- _Aim_
Here are some records. Copy each one exactly.

- _Dataset rows_
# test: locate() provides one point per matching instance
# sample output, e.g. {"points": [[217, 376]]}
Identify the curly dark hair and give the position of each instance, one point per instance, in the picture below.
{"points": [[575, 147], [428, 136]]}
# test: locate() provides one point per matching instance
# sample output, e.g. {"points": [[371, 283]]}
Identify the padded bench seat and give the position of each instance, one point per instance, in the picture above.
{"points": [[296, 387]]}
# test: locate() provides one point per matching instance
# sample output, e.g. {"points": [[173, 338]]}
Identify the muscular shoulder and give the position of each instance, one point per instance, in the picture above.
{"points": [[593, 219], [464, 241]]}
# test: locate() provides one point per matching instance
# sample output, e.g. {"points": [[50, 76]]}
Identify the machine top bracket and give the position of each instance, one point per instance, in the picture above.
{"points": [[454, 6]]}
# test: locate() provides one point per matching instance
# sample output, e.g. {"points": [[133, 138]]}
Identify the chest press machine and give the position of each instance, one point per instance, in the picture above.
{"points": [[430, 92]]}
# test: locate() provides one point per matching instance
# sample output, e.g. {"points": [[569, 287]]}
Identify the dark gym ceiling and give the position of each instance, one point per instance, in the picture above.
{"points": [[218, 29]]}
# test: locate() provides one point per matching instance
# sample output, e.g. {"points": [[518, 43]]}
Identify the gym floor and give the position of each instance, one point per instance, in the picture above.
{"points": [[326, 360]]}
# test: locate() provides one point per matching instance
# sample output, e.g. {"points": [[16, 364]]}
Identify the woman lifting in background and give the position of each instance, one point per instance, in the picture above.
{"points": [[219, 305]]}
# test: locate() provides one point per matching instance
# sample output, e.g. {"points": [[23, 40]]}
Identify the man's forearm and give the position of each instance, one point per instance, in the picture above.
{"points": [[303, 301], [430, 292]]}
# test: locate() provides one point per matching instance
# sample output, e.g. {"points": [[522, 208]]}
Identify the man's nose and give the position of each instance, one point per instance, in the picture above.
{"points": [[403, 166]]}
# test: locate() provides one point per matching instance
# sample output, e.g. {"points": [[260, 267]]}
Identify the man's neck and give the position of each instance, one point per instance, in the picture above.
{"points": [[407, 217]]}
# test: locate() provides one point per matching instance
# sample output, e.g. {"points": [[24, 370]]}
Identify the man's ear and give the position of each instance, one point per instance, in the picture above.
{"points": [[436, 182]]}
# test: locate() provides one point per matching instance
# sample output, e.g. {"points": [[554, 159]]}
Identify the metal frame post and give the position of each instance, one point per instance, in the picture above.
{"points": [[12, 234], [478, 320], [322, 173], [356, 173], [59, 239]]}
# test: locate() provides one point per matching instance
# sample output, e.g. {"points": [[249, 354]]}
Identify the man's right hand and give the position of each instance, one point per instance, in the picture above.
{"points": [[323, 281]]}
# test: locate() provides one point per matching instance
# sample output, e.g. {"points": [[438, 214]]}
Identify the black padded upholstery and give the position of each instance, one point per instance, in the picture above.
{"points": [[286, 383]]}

- _Result of the task_
# test: locate() provides one point per matching instance
# sample output, e.g. {"points": [[217, 376]]}
Identify the curly dark hair and give the position of each instance, one point per instance, in the picture below.
{"points": [[575, 147], [428, 136]]}
# test: locate() provides one point per matching instance
# sample output, e.g. {"points": [[371, 283]]}
Identify the padded bench seat and give the position of each instance, one point per instance, in the picture above.
{"points": [[296, 387]]}
# test: locate() provides one point per matching instance
# sample output, e.g. {"points": [[173, 338]]}
Identify the muscular shoulder and give the position of each instance, one point per instance, in the picture above.
{"points": [[593, 219], [464, 241]]}
# test: locate() provides one point per matching instance
# sample output, e.g. {"points": [[50, 76]]}
Identify the machine top bracket and give the position of each instance, one point per instance, in the picture above.
{"points": [[454, 6]]}
# test: locate() provides one point per matching instance
# sample output, e.g. {"points": [[133, 138]]}
Identify the chest press machine and give the position of each instance, one point per instance, in the picture above.
{"points": [[430, 92]]}
# test: locate() provides one point per matching instance
# sample output, e.g. {"points": [[569, 287]]}
Identify the dark gym ceiling and give the position of each instance, one point per instance, in the picture above.
{"points": [[218, 29]]}
# test: locate() provides one point per matching instance
# sample output, e.g. {"points": [[518, 43]]}
Identify the gym floor and give the position of each instance, one point per instance, in the picture above.
{"points": [[326, 360]]}
# test: locate() provides one point per matching instance
# sample output, e.g. {"points": [[16, 364]]}
Identify the woman lifting in background and give the position of each instance, one point per instance, in the picture above.
{"points": [[219, 305]]}
# test: locate() provides one point per matching instance
# sample output, e.g. {"points": [[23, 40]]}
Identify the man's forearm and give the position of each instance, one point per instance, in the picture above.
{"points": [[303, 301], [430, 292]]}
# test: locate() provides one point per matching instance
# sample output, e.g. {"points": [[522, 208]]}
Identify the man's nose and give the position of each instance, one point per instance, in the picture above.
{"points": [[403, 166]]}
# test: locate() provides one point per matching instance
# sample output, e.g. {"points": [[260, 267]]}
Identify the man's neck and give the position of each instance, one point per instance, in the picture above.
{"points": [[407, 217]]}
# test: locate() provides one point per matching instance
# sample output, e.g. {"points": [[24, 370]]}
Identify the man's ear and give the position of each instance, one point per instance, in the picture above.
{"points": [[436, 182]]}
# test: locate() provides one point per matching instance
# sample output, e.g. {"points": [[554, 159]]}
Identify the metal frame post and give the position of each instance, one point per instance, in the picture above.
{"points": [[12, 234], [478, 320], [322, 173], [356, 173], [59, 239]]}
# test: locate() provides one point per matching instance
# sample output, e.g. {"points": [[249, 354]]}
Identify the man's right hand and give the position of each instance, one point per instance, in the picture above.
{"points": [[323, 281]]}
# test: locate() provides one point per matching instance
# sample output, e.g. {"points": [[438, 214]]}
Identify the black padded upholstery and give the position of each instance, one point per instance, in the picture above.
{"points": [[286, 383]]}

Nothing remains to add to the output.